▶ [The problem] Each record below needs to be written out exactly as it appears.

Start of Records supplied

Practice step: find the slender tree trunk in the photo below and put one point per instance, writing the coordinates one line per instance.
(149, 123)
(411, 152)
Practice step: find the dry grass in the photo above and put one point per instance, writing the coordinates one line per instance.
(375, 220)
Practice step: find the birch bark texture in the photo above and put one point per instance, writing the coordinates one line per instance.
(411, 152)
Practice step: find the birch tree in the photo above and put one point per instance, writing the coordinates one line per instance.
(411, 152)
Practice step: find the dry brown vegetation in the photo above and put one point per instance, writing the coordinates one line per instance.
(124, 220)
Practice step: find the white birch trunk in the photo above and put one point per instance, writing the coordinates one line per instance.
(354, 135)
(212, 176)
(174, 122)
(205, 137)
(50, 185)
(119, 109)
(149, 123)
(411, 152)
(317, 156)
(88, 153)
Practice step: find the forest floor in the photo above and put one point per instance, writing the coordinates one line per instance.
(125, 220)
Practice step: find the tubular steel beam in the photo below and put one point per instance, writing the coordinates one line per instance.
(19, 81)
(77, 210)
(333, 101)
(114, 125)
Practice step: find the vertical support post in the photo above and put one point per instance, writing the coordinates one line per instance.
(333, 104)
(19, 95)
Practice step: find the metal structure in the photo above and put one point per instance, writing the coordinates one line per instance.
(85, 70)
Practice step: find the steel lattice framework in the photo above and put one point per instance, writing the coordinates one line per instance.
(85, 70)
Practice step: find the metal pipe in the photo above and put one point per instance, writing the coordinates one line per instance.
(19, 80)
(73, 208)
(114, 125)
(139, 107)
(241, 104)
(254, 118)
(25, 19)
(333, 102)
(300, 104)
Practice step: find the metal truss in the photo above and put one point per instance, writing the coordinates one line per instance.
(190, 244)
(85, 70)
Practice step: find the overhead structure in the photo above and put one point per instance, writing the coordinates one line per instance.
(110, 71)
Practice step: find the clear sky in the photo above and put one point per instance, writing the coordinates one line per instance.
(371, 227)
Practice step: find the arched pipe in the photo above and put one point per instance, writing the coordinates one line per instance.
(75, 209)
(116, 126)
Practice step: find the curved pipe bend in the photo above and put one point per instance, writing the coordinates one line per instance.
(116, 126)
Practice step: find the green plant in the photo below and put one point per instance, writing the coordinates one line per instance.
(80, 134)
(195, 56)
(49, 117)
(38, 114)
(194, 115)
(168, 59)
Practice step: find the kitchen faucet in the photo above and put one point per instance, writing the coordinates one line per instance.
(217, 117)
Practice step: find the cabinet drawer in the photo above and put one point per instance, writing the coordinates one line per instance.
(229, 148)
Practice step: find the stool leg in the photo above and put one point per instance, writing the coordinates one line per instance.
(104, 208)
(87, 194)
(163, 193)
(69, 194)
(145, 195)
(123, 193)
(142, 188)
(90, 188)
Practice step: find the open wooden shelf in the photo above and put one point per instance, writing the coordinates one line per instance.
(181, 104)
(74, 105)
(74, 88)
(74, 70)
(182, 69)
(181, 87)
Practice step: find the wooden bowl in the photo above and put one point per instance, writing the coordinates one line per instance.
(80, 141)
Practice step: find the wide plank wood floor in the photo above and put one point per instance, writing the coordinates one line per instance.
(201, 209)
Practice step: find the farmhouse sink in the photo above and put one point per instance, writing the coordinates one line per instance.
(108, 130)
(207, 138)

End of Records supplied

▶ [Response area]
Practice step: find the slender tree trunk in the photo below and put one point per instance, writing the coordinates one line per instance.
(149, 123)
(411, 152)
Practice step: find the dry grass in the photo above and put one point per instance, writing the coordinates one line per instance.
(375, 220)
Practice step: find the birch bark texture in the photo above and put one point per instance, writing the coordinates one line per instance.
(411, 152)
Practice step: find the birch tree in the photo above and put one point per instance, writing the coordinates one line per instance.
(411, 152)
Practice step: find the dry brown vegetation in the photo above and put one point per instance, writing the coordinates one line per instance.
(124, 220)
Practice step: find the white birch trunk in the photo above and put one point per instance, writing the coordinates one line per instance.
(354, 135)
(212, 176)
(174, 122)
(205, 137)
(50, 185)
(119, 109)
(149, 123)
(411, 152)
(317, 156)
(88, 153)
Practice step: find the forest floor in the photo above and put one point per instance, writing the coordinates one line per instance.
(125, 220)
Practice step: find the tubular steel beam in the photo below and put one point per instance, writing the coordinates one line per instance.
(19, 81)
(77, 210)
(333, 101)
(114, 125)
Practice step: find the vertical support post in the photo above and put one point per instance, writing the coordinates one line per instance.
(333, 104)
(19, 95)
Practice step: find the metal structure in the photo above and put one point per instance, writing the coordinates one line per instance.
(85, 70)
Practice step: find the steel lattice framework in the photo above and put one point per instance, writing the coordinates one line per instance.
(85, 70)
Practice step: find the metal pipe in the photo above and put one point per instance, writing the coordinates one line per instance.
(19, 80)
(73, 208)
(114, 125)
(139, 107)
(241, 104)
(254, 118)
(25, 19)
(333, 102)
(300, 104)
Practice step: find the metal truss in the photo above and put one point per instance, writing the coordinates one line per instance.
(190, 244)
(85, 70)
Practice step: find the overhead structure in the photo above and put one point per instance, writing the coordinates one line per instance.
(110, 71)
Practice step: find the clear sky in the photo above and put one point per instance, writing the coordinates one line per instance.
(371, 227)
Practice step: find the arched pipe in the photo above and put one point per instance, writing the coordinates one line per instance.
(75, 209)
(116, 126)
Practice step: find the curved pipe bend in the photo above and put one point per instance, writing the coordinates one line per instance.
(116, 126)
Practice step: find the green plant in the photo below and put one point per instance, writing the coordinates one line per instance.
(80, 134)
(195, 56)
(49, 117)
(38, 114)
(194, 115)
(168, 59)
Practice step: find the kitchen faucet in the photo above and put one point per instance, writing the coordinates one line per instance.
(217, 117)
Practice step: find the cabinet drawer in the photo above and put one point per instance, writing the coordinates one line per instance.
(229, 148)
Practice step: find the stool leg in the photo above and put one point per instance, writing the coordinates one line per instance.
(104, 208)
(87, 194)
(163, 193)
(69, 194)
(145, 195)
(123, 193)
(142, 188)
(90, 188)
Practice step: find the open wooden shelf in the photo above and put one point per instance, writing the coordinates one line per instance.
(181, 104)
(74, 105)
(74, 88)
(74, 70)
(182, 69)
(181, 87)
Practice step: find the wooden bowl in the photo above and put one point per instance, writing the coordinates one line per instance.
(80, 141)
Practice step: find the wide plank wood floor in the photo above and put one point per instance, writing the coordinates one line per instance.
(201, 209)
Practice step: find the farmhouse sink in the photo above and put one point per instance, writing the coordinates one line per instance.
(108, 130)
(207, 138)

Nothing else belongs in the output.